> EXERCISE DESCRIPTION
Print out each entry below exactly, please.

> GIVEN RECORDS
## BEGIN

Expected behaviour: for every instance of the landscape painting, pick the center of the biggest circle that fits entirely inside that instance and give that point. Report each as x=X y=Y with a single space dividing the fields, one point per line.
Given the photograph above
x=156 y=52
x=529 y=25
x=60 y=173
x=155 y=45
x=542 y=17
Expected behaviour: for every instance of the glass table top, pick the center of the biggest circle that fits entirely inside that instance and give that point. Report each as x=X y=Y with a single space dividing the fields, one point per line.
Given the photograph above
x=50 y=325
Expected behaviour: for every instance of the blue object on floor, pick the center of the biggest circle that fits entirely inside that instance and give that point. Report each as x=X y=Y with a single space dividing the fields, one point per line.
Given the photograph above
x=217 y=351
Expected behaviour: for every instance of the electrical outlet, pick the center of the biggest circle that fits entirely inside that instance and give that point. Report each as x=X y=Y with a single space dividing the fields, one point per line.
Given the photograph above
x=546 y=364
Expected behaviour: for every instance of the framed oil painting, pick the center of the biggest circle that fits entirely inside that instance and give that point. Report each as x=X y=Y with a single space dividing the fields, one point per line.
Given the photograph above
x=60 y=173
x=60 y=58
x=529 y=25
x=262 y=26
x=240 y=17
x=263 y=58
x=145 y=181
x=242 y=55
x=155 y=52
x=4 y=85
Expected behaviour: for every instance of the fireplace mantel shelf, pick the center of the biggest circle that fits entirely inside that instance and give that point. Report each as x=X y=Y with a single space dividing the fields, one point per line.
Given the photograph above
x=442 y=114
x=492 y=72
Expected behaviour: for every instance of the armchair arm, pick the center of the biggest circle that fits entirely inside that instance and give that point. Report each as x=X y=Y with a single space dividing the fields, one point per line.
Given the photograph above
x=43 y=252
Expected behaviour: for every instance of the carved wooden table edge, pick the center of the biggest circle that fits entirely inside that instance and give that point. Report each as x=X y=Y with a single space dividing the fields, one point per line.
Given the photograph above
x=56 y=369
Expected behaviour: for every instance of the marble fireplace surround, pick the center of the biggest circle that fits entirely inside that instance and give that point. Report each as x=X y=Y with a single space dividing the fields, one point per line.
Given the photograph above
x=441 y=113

## END

> CORRECT RESPONSE
Expected behaviour: for every instance of the landscape painting, pick the center of the biggest circle that fits entirely inside that instance and give that point. Report each as x=X y=Y with a single space dividing the fields, one point per line.
Given the photograph above
x=156 y=52
x=529 y=25
x=60 y=173
x=155 y=45
x=542 y=17
Expected behaviour: for every instance of the glass table top, pick the center of the biggest circle that fits entirely inside that instance and give that point. Report each as x=X y=Y with a single space dividing the fields, one point per line.
Given the photograph above
x=50 y=325
Expected behaviour: for every instance of the blue object on floor, pick the center of the biggest circle that fits entirely inside that instance and give that point. Report each as x=X y=Y with a single space dividing the fields, one point per line.
Given the photograph above
x=217 y=351
Expected behaviour: for every instance of the electrical outlet, pick the center of the biggest circle that fits entirely inside that instance and give that point. Report each as x=X y=Y with a single space dividing the fields, one point per line.
Given the photograph above
x=546 y=364
Expected behaviour: for every instance of the framed oil painting, pick the center of the biggest circle that fits entirely inside that instance and give that point. Report each as x=X y=Y with a single space dividing the fields, one point per line.
Given the photograph above
x=60 y=173
x=60 y=58
x=529 y=25
x=262 y=26
x=240 y=17
x=263 y=58
x=145 y=181
x=242 y=55
x=155 y=52
x=4 y=85
Expected behaviour: for every instance of the fireplace mantel shelf, pick the center of the biggest circle that fits entirely inside that instance and give that point. Report each as x=X y=Y with a single space dividing the fields, one point per line.
Given the photograph above
x=442 y=114
x=492 y=72
Expected behaviour: for every instance of the armchair arm, pick the center of the biggest circle that fits entirely inside that instance and give that point. Report each as x=X y=Y with a single space dividing the fields, one point per line.
Given the photograph above
x=43 y=252
Expected behaviour: for every instance of the carved wooden table edge, pick the center of the biggest circle that fits entirely inside that instance and give that point. Report each as x=X y=Y with a single space dividing the fields, one point per line.
Given the photograph above
x=56 y=369
Expected behaviour: for every instance of the marble fireplace surround, pick the center of the biggest circle that fits entirely inside that instance and give that point. Report each as x=X y=Y with a single space dividing the fields, one point per line.
Given the photograph above
x=441 y=113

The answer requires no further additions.